# Weeping Moss Turning Brown



## LindaC (Nov 7, 2005)

The Weeping Moss that I have in my 10 gallon tank is beginning to turn a little brown at the tips, can anyone tell me why this might be happening? All the other plants in this tank are doing exceptionally well. The moss is tied on to a piece of driftwood lighting with sewing thread. It started it out growing nicely but now all of a sudden it's turning on me. 

There is 40 watts of compact flourescent light over this tank, I'm injecting pressurized CO2, I add dry ferts, KNO3, K2SO4, Fleet, Seachem Flourish and Seachem Iron, every other day. The subtrate is ADA Aquasoil, although that wouldn't matter where the moss is not planted in the subtrate. 

Any ideas? I seem to have a terrible time growing moss for some reason, what could I be doing wrong?


----------



## Ajax (Apr 3, 2006)

How much of the Fleet are you dosing? Realize that Fleet is sodium phosphate. Plants cannot utilize the sodium, and the sodium WILL build up over time. I have Aquasoil in my tank, was dosing 0.3ml of Fleet for a few months, performing 30% WC every week & it still built up in my tank. Personally I think Fleet is best left for what it was designed for.

Also you didn't mention it, but I thought I'd ask, are you dosing Excel at all? That stuff is very bad for mosses.


----------



## LindaC (Nov 7, 2005)

No, I am not dosing any Excel in this tank. As for the Fleet, I dose 2 ml ever other day. So do you suggest moving over to the dry phosphate rather than dosing it via the Fleet? Obviously, I cannot go without doing Phosphate, my tank would be a mess.


----------



## Ajax (Apr 3, 2006)

Have you tested your phosphate levels? That's approximately 780mg of phosphate every week which would be over 15ppm of phosphate every week. You should be in the 2ppm range at most. That's probably your problem right there. If you wanted to continue using it I'd say no more than 1ml for the whole week.

You could use the dry ferts, Seachem phosphate, or order some of the ADA Brighty Shade which would dose the nitrogen & phosphate together as alternatives


----------



## Burks (May 25, 2006)

Ajax said:


> Also you didn't mention it, but I thought I'd ask, are you dosing Excel at all? That stuff is very bad for mosses.


Just to confirm this, it's true. I squirted 2mL of Excel directly in some Taiwan Moss and it killed a decent amount of moss and a great amount of hair algae.

I'd suggest cutting back on the ferts. Too much can sometimes be worse than not enough.


----------

+--

Problem requirements: In the forum thread about weeping moss turning brown, how much Fleet does LindaC say she doses, and how often?

+--

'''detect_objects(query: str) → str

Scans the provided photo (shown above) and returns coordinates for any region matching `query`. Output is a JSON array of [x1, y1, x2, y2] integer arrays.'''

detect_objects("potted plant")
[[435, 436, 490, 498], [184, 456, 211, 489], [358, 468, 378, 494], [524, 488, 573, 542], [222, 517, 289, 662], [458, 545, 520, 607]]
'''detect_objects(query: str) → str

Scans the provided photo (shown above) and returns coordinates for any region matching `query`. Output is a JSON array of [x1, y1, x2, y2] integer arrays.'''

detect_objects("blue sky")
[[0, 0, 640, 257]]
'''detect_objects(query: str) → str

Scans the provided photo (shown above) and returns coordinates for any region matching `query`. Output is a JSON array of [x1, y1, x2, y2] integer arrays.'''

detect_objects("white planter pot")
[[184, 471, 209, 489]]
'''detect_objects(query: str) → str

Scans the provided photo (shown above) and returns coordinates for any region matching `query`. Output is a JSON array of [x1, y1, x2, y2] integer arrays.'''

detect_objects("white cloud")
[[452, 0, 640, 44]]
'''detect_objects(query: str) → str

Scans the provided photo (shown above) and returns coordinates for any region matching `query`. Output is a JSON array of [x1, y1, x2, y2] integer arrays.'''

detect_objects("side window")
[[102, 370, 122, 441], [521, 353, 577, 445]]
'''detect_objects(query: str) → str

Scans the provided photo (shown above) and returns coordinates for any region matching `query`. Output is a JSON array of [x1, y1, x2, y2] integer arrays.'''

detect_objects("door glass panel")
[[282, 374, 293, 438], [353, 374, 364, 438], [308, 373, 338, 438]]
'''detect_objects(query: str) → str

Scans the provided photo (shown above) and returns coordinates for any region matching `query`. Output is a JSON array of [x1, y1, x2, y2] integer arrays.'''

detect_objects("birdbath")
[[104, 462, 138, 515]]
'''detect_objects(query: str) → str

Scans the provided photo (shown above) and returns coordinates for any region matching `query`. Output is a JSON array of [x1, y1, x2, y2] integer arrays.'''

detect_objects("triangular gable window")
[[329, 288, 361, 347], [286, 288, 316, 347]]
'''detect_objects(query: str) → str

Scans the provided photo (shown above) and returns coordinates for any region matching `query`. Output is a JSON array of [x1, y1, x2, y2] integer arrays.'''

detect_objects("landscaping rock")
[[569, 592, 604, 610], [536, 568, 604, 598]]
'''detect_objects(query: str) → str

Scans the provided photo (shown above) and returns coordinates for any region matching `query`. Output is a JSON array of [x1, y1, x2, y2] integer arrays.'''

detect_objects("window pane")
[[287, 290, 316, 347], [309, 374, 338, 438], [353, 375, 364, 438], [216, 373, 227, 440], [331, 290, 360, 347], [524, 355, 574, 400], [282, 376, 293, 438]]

+--

Finished task: 2 ml every other day.